Page text:
I am drowning!

by Jay Fadden


"I am drowning!"

It was a hot August day in 1971 on Cape Cod when an event took place in my life that I still remember vividly today. I was 8 years old and I remember a whirlwind of activity. As I look back, I am not sure how my mother handled me and my four sisters who included a new born—my sister Sheila. Every day, we would head for the lake along with hundreds of other people who we considered friends. There was a real community feeling in those days, and parents would sit together on the edge of the water as the kids splashed around and played in the lake. I have such fond memories of the people and the events of those Cape Cod summers.

This particular day was like most others. It was hot, and we had packed our bags with lunches, towels, beach toys, and sunscreen. Putting on the sunscreen was always a major event and I never enjoyed it because it took too much time. Together as a family we would march down to the beach carrying along chairs and floats. It was a glorious parade filled with laughs and conversation! Every day was an adventure, and today would top them all for me—but it wouldn’t be fun.

As we reached the beach, we quickly set up the chairs and the kids all started running around to gather the beach items to plunge into the water. From experience we knew that with the extremely hot temperatures the water would feel even colder, so it was best just to jump in and experience the quick shock to the system that would pass in about 5 seconds. My mom set up her chair in the usual spot at the edge of the water with her friends while holding my baby sister and watching Katie, who was four at the time, playing with sand buckets in about 4 inches of water.

Maura and Colleen, my older sisters, were good swimmers and had already begun to swim to the raft that was outside my abilities to reach. The raft was for the older more experienced swimmers. The older kids would swim to the raft and then spend the next two hours throwing each other off of it. I longed for the day I could swim to the raft and be thrown off because that would mean I was one of the “big” kids.” But I was not a good enough swimmer, so I just splashed and jumped around with the strict instructions from my mother not to go over my head. I did this by myself and loved it.

Stated goal A:
Summarize the Cape Cod story in two sentences.
Stated goal B:
For each statement, say yes or no according to the Cape Cod story, and quote the words that decide it: (i) Katie was four years old at the time. (ii) The narrator enjoyed putting on sunscreen. (iii) The raft was meant for younger swimmers.
Stated goal C:
Reproduce the passage of the Cape Cod story starting at "Maura and Colleen, my" and ending at "and loved it.".
The items that follow have nothing to do with the Cape Cod story.

Listing:

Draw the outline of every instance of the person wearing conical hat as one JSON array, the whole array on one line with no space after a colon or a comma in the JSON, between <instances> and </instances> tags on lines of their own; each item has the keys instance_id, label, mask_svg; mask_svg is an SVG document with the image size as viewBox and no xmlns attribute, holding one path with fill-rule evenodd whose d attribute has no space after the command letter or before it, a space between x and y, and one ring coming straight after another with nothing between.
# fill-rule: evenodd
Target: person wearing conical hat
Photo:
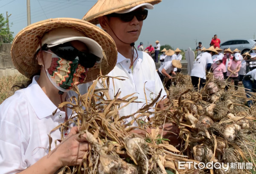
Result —
<instances>
[{"instance_id":1,"label":"person wearing conical hat","mask_svg":"<svg viewBox=\"0 0 256 174\"><path fill-rule=\"evenodd\" d=\"M224 57L222 58L222 63L225 65L226 69L227 69L227 66L230 61L233 58L232 54L233 52L229 48L225 48L223 51L224 52ZM227 73L224 74L224 78L227 78Z\"/></svg>"},{"instance_id":2,"label":"person wearing conical hat","mask_svg":"<svg viewBox=\"0 0 256 174\"><path fill-rule=\"evenodd\" d=\"M100 66L102 74L108 73L117 54L108 34L83 20L50 19L17 34L12 44L12 62L31 80L0 105L1 173L53 174L81 164L88 144L77 127L69 133L64 128L66 138L53 149L62 133L54 128L72 112L58 106L70 100L73 86L96 79Z\"/></svg>"},{"instance_id":3,"label":"person wearing conical hat","mask_svg":"<svg viewBox=\"0 0 256 174\"><path fill-rule=\"evenodd\" d=\"M204 86L206 82L206 69L209 71L213 63L212 56L218 54L213 46L205 49L205 52L196 57L191 70L190 76L192 84L195 89L197 90ZM199 80L200 79L200 80Z\"/></svg>"},{"instance_id":4,"label":"person wearing conical hat","mask_svg":"<svg viewBox=\"0 0 256 174\"><path fill-rule=\"evenodd\" d=\"M200 53L202 52L201 49L204 48L204 46L202 45L202 43L201 42L198 42L198 46L197 46L195 48L195 51L197 51L197 56L200 54Z\"/></svg>"},{"instance_id":5,"label":"person wearing conical hat","mask_svg":"<svg viewBox=\"0 0 256 174\"><path fill-rule=\"evenodd\" d=\"M134 96L138 97L136 101L141 102L131 103L119 110L121 117L135 113L155 98L161 90L160 98L166 98L166 93L156 71L153 59L145 52L137 52L134 47L134 43L140 36L143 20L147 16L147 9L153 9L153 5L161 1L136 0L128 3L127 0L99 0L83 17L83 20L93 24L99 23L116 45L118 51L117 63L108 75L127 78L122 81L115 79L113 80L113 82L111 80L109 90L111 97L113 98L118 90L120 90L122 92L119 97L134 94ZM102 88L102 85L99 85ZM85 93L87 89L86 86L80 90L80 91L83 91L82 93ZM157 107L163 109L165 100L159 99L157 101L159 102ZM137 115L137 114L134 117ZM130 117L123 120L125 123L128 123L133 120L133 117ZM165 128L168 128L168 130L177 128L172 124L166 126L165 124ZM136 126L137 124L135 121L131 126ZM178 134L178 130L171 131ZM167 136L167 138L172 139L173 144L179 143L176 141L176 136L165 131L163 134L164 137Z\"/></svg>"},{"instance_id":6,"label":"person wearing conical hat","mask_svg":"<svg viewBox=\"0 0 256 174\"><path fill-rule=\"evenodd\" d=\"M172 60L177 60L180 62L181 61L181 59L182 59L182 55L180 54L180 52L181 52L181 50L179 49L178 48L177 48L174 51L175 54L172 56ZM180 69L179 68L178 71L178 69L177 67L174 68L174 71L175 72L180 72Z\"/></svg>"},{"instance_id":7,"label":"person wearing conical hat","mask_svg":"<svg viewBox=\"0 0 256 174\"><path fill-rule=\"evenodd\" d=\"M159 57L159 61L161 62L160 63L160 66L163 65L163 62L164 62L164 59L167 56L165 54L165 52L166 51L166 49L165 48L164 48L162 51L161 51L161 52L162 53L162 54L160 55L160 57Z\"/></svg>"},{"instance_id":8,"label":"person wearing conical hat","mask_svg":"<svg viewBox=\"0 0 256 174\"><path fill-rule=\"evenodd\" d=\"M177 60L172 60L165 62L157 70L157 73L163 83L165 77L168 79L168 82L165 84L166 88L167 89L169 89L172 84L171 79L172 77L170 74L175 75L176 73L174 71L174 68L180 68L181 67L180 62Z\"/></svg>"},{"instance_id":9,"label":"person wearing conical hat","mask_svg":"<svg viewBox=\"0 0 256 174\"><path fill-rule=\"evenodd\" d=\"M158 54L159 54L159 51L160 51L160 47L161 45L159 43L159 41L158 40L156 40L155 42L156 46L155 46L155 62L156 63L158 63Z\"/></svg>"}]
</instances>

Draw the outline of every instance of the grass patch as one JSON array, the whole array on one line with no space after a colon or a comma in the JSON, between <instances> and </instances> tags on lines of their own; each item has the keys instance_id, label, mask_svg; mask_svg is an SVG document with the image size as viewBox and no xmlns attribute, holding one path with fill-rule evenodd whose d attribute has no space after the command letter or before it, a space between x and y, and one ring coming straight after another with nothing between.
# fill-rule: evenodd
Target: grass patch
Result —
<instances>
[{"instance_id":1,"label":"grass patch","mask_svg":"<svg viewBox=\"0 0 256 174\"><path fill-rule=\"evenodd\" d=\"M0 104L6 98L12 95L15 91L12 89L14 85L28 79L22 75L3 76L0 77Z\"/></svg>"}]
</instances>

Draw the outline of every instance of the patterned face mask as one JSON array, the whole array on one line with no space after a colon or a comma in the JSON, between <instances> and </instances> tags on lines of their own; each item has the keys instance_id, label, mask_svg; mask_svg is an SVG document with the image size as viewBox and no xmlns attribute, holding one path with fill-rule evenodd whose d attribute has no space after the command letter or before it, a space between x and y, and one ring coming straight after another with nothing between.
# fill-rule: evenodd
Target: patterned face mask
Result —
<instances>
[{"instance_id":1,"label":"patterned face mask","mask_svg":"<svg viewBox=\"0 0 256 174\"><path fill-rule=\"evenodd\" d=\"M74 85L84 83L88 68L79 63L77 59L67 60L53 54L50 67L46 69L47 76L59 90L67 92Z\"/></svg>"}]
</instances>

Output A:
On a hot August day in 1971 on Cape Cod, the narrator, then 8 years old, went to the lake as usual with a mother and four sisters, and something happened that day that the narrator still remembers vividly. The older sisters swam out to the raft meant for more experienced swimmers, while the narrator, not a good enough swimmer, splashed around alone under strict instructions not to go over the head.

Output B:
(i) Yes: "watching Katie, who was four at the time"
(ii) No: "I never enjoyed it because it took too much time"
(iii) No: "The raft was for the older more experienced swimmers."

Output C:
Maura and Colleen, my older sisters, were good swimmers and had already begun to swim to the raft that was outside my abilities to reach. The raft was for the older more experienced swimmers. The older kids would swim to the raft and then spend the next two hours throwing each other off of it. I longed for the day I could swim to the raft and be thrown off because that would mean I was one of the “big” kids.” But I was not a good enough swimmer, so I just splashed and jumped around with the strict instructions from my mother not to go over my head. I did this by myself and loved it.